(Excerpts from a pointing dataset)
━━━━

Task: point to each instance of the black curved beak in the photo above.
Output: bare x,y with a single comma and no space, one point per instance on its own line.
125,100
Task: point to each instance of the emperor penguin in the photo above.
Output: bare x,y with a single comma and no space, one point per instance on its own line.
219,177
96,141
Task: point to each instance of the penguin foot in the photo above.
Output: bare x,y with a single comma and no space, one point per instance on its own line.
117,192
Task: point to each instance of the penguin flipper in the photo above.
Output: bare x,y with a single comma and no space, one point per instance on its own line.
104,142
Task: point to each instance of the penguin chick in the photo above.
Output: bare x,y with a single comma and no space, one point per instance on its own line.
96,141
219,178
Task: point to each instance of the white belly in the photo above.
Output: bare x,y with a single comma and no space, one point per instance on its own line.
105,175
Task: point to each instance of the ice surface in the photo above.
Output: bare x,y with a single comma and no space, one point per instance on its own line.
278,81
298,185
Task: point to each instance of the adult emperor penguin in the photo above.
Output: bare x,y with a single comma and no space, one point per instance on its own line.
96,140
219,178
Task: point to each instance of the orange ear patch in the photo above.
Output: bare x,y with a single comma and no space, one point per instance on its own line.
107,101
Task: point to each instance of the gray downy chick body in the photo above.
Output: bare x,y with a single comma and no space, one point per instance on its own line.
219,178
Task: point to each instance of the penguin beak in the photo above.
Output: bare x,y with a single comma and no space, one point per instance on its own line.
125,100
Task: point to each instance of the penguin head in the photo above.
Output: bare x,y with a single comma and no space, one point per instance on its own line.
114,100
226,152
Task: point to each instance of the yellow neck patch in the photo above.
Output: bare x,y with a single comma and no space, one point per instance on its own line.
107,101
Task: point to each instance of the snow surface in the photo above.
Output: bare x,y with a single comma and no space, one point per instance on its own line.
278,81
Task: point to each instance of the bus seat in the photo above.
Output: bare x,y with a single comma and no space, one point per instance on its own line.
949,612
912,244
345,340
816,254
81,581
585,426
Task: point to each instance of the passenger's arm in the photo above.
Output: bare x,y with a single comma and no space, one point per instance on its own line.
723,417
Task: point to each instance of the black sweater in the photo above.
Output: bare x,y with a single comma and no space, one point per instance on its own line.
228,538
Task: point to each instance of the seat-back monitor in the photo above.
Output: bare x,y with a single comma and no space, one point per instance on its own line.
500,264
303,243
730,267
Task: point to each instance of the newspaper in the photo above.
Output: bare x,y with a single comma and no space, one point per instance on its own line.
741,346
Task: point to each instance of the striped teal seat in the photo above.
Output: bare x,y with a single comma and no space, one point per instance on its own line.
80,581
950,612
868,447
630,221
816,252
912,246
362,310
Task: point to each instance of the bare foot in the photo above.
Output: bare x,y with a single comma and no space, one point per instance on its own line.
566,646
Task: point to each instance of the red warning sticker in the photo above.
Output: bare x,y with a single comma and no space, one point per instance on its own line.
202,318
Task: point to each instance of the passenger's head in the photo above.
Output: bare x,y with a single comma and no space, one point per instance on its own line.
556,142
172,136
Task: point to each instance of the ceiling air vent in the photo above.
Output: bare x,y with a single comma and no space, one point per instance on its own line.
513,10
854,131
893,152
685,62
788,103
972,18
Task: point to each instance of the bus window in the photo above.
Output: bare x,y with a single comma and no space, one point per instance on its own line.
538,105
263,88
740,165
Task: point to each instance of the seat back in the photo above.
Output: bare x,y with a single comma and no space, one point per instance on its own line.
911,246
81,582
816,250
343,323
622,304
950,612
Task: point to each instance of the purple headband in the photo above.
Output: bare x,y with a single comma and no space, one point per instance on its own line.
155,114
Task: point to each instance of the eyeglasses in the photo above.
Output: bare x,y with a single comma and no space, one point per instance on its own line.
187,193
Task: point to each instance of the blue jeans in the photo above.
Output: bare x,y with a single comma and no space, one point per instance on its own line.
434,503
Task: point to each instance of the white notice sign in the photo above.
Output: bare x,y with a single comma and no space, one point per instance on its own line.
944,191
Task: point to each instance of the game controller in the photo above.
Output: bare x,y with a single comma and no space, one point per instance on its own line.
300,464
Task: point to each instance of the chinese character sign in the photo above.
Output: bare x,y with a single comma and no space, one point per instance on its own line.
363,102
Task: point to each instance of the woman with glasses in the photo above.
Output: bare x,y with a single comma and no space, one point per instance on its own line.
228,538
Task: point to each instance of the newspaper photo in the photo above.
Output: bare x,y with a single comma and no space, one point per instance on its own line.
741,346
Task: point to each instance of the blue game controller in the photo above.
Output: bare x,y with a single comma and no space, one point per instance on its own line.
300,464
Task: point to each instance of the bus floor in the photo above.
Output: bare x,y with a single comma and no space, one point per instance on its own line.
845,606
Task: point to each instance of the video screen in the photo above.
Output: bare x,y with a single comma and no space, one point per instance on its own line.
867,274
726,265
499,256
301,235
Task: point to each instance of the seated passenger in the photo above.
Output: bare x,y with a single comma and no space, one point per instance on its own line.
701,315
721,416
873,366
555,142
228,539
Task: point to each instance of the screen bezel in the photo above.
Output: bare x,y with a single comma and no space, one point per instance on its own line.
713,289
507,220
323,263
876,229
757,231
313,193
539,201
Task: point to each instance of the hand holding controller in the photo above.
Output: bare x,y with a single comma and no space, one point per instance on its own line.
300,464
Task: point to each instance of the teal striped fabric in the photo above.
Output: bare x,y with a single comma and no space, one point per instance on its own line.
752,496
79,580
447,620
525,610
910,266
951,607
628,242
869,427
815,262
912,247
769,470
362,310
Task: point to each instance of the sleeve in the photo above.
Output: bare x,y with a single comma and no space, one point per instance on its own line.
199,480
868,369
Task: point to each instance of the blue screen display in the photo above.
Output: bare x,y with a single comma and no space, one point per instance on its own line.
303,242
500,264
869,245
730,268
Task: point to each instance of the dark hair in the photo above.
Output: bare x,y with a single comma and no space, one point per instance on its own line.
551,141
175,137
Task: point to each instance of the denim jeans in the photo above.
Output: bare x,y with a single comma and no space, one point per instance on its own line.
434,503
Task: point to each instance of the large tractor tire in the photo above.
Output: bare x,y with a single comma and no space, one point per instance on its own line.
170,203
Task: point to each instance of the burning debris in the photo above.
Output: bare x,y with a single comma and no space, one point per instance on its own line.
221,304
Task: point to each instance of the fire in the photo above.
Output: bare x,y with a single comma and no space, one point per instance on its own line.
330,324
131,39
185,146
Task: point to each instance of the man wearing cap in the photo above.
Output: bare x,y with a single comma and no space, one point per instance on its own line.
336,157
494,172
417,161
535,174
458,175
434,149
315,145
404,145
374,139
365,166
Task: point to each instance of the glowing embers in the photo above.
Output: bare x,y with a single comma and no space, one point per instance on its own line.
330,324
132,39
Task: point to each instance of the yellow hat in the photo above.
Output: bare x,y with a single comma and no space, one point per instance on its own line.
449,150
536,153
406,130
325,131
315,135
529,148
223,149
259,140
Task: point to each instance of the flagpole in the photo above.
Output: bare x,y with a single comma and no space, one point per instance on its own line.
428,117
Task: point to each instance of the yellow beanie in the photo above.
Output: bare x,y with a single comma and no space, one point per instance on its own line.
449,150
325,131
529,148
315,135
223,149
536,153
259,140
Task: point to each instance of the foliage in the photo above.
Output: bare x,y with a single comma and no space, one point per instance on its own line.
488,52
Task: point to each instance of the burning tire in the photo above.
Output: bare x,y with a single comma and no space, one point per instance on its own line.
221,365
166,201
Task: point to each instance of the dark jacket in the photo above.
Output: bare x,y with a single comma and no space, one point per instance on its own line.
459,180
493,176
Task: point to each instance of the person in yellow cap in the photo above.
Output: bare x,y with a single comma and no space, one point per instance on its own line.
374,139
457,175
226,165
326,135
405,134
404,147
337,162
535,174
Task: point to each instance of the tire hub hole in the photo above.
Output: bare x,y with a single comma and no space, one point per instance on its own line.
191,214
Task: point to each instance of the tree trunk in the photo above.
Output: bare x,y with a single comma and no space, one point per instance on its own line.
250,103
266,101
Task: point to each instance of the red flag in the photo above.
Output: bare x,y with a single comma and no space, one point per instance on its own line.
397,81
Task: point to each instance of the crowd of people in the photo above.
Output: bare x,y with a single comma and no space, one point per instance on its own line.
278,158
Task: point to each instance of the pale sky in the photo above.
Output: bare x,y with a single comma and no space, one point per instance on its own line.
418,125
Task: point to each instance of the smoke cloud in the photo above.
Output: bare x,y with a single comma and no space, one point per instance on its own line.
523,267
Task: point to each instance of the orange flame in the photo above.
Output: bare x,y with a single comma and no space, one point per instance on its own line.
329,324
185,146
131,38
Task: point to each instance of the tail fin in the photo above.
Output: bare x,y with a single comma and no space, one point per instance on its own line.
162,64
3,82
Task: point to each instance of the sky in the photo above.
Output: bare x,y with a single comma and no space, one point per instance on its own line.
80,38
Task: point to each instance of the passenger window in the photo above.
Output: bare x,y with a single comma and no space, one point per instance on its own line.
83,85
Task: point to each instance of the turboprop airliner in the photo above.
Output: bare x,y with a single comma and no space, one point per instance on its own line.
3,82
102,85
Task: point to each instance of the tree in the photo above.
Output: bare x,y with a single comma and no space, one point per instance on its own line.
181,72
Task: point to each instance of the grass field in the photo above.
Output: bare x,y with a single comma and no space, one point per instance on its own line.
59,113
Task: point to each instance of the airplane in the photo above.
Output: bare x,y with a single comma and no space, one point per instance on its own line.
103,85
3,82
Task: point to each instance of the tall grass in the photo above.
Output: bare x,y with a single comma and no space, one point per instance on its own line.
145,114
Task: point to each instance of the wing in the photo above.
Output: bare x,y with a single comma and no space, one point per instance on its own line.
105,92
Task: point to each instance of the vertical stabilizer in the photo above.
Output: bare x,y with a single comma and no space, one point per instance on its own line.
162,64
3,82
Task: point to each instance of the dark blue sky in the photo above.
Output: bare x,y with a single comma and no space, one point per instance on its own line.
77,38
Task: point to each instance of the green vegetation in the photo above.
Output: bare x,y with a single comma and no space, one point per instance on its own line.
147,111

━━━━

* WHAT IS BEING ASKED *
Copy out the lines exactly, beginning with the line that contains "Task: point to each instance of the green" and continuing through the last of the lines.

* FULL ANSWER *
Task: point to each instance of the green vegetation in the photo above.
Output: bare x,y with a single comma and no space, one point per instance on its own line.
147,111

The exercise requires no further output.